**Written task:**
Reproduce word for word the part of the binary search article below, starting with "A binary search" and going on through "to accomplish this.".

═════ Excerpt

Table of Contents

Earlier, we looked at linear search, a simple algorithm that works by scanning every item in a collection until it finds what it is looking for. While simple is good, this approach is slow. The more items you have, the longer it will take to find something. Its running time is O(n). There is a faster way to search, and that is the star of this article: the *binary search.*

In the following sections, we will learn all about binary search, how it is implemented, its performance characteristics, and a whole lot more.

Onwards!

A binary search starts off the same way as many great search algorithms do. It starts with a collection of items:

In this collection, what we want to do is find the number **60** and **return its index position**. The rest of our steps will walk through how we can use binary search to accomplish this.

Before we even take our first step, there is an important prerequisite that we need to meet. Our collection of items must already be sorted, so let’s go ahead and do that:

In the future, we’ll look into the various ways we have to properly take an unsorted collection and sort the items inside it. For now, let’s just keep it simple and ensure that the items we throw into our binary search algorithm are already sorted.

With the paperwork out of the way, the first real thing we do is find the **middle element** of our entire collection and check if the value here is the target we are looking for. For our collection, the middle element is 32:

How did we get 32? This is especially confusing when we have an even number of items as we do in this example. Let’s talk about this for a brief moment.

When dealing with a collection of * odd* numbers of elements, we have a clear middle element we can pick:

As we see here, we have five elements. The third element would be the middle.

For arrays with * even* numbers of elements, there is a trick we need to use. The middle element will be one that is to the

We have to do something like this for when we have six elements, like in this example, there is no clear middle element. Either we will be heavy on the left or we will be heavy on the right. There is no way around that, so the general consensus is that we want to lean left towards the start of our collection when we are in a tie-breaking situation. When we apply this trick to our larger example that has an even number of items, we can see how we chose the number 32:

Later on, we'll look at a more formal way of finding the middle element that takes our hand-wavy explanation into something more concrete. For now, we are good!

OK, where were we? Yes! We need to check if our middle element contains the target value of **60** that we are looking for. We can tell that 32 is not equal to 60. What we do next is the famed division operation that binary search is known for.

With our middle element not matching our target value, our next step is to figure out where to go and continue our search. We put our finger on the middle element and mentally **divide our list into a left half and a right half**:

For this next step, we ask ourselves whether the value we are looking for (**60**) is greater than or less than the value in our current middle element (**32**):

- If the value we are looking for is greater than our middle element value, the value we are looking for must be in the right half
- If the value we are looking for is less than our middle element value, the value we are looking for must be in the left half

In our case, 60 is greater than 32, so it must mean that we need to continue our search by looking in the right half:

At this moment, we only care about what is contained in the right half of our collection. We can safely ignore all other items. To be really specific, this means our earlier midpoint and all items left of it are no longer relevant for our future search activities:

With only the right half of our collection in play, we repeat our earlier steps. We find the middle element, check if the middle element’s value matches the target value we are looking for, and if the value doesn’t match, divide and decide whether to go deeper into the remaining left half or right half of our collection.

══════════
═════ Stored rows

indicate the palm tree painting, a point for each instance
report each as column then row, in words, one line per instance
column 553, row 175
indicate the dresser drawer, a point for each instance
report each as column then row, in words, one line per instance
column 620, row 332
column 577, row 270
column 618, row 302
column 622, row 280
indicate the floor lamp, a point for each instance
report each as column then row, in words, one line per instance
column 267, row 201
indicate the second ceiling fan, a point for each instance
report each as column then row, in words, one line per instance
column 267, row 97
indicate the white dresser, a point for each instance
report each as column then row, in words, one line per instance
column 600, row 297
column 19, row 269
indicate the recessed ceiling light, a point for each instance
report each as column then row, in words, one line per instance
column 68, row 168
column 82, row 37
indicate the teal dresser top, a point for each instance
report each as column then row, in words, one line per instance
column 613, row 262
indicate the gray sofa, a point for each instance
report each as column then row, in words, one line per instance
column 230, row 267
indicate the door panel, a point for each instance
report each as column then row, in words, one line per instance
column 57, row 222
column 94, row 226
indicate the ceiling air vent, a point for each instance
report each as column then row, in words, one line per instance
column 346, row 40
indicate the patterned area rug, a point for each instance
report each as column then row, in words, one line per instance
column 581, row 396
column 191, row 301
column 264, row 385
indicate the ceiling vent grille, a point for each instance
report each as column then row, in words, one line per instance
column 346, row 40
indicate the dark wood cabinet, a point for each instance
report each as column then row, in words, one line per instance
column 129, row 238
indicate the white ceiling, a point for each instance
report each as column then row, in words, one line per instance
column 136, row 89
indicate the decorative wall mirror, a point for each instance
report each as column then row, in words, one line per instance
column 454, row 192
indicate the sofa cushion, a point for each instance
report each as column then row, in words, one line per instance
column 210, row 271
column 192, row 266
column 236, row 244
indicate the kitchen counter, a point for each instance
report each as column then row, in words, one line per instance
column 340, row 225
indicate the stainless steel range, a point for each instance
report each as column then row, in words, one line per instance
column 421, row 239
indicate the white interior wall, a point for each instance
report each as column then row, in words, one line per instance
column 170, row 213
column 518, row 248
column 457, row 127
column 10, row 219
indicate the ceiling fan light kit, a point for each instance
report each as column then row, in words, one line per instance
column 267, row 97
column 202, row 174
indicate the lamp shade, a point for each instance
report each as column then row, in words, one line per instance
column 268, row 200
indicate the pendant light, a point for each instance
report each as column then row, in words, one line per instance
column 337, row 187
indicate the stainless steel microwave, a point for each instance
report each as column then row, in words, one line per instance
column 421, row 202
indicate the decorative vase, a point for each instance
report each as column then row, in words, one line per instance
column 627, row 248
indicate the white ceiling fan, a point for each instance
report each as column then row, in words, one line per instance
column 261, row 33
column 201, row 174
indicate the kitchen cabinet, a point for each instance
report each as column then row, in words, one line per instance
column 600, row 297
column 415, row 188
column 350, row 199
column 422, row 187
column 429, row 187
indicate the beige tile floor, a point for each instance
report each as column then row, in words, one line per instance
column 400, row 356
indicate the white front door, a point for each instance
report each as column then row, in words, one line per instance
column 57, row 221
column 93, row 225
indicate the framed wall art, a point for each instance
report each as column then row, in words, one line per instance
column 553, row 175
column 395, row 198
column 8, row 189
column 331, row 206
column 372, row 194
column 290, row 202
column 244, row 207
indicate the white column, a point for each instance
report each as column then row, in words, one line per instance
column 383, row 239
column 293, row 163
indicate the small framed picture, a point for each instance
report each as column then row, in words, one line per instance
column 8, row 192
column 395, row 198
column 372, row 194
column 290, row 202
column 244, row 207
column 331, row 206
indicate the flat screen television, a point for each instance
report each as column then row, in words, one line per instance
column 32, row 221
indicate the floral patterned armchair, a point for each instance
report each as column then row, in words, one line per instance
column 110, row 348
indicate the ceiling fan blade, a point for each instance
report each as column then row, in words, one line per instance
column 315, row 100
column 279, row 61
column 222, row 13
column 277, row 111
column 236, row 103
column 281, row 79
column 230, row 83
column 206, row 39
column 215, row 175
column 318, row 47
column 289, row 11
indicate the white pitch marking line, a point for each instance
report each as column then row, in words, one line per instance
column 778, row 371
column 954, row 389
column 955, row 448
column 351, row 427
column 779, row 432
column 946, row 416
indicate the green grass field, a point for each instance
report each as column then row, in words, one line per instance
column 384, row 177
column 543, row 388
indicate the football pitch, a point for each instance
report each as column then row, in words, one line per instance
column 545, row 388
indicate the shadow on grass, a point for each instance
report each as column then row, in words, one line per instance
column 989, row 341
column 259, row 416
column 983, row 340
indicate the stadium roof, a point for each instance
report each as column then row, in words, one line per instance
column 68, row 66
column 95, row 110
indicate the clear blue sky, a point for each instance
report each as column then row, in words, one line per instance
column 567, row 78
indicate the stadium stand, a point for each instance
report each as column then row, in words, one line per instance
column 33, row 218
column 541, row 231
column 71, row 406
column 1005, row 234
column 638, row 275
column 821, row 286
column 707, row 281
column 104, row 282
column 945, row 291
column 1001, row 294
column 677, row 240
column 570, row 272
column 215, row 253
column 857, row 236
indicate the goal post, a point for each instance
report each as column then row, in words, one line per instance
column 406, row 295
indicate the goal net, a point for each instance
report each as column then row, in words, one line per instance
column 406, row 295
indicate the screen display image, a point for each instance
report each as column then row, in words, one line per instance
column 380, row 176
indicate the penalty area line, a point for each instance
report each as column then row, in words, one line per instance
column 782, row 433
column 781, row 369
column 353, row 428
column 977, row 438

══════════

**Output of the exercise:**
A binary search starts off the same way as many great search algorithms do. It starts with a collection of items:

In this collection, what we want to do is find the number **60** and **return its index position**. The rest of our steps will walk through how we can use binary search to accomplish this.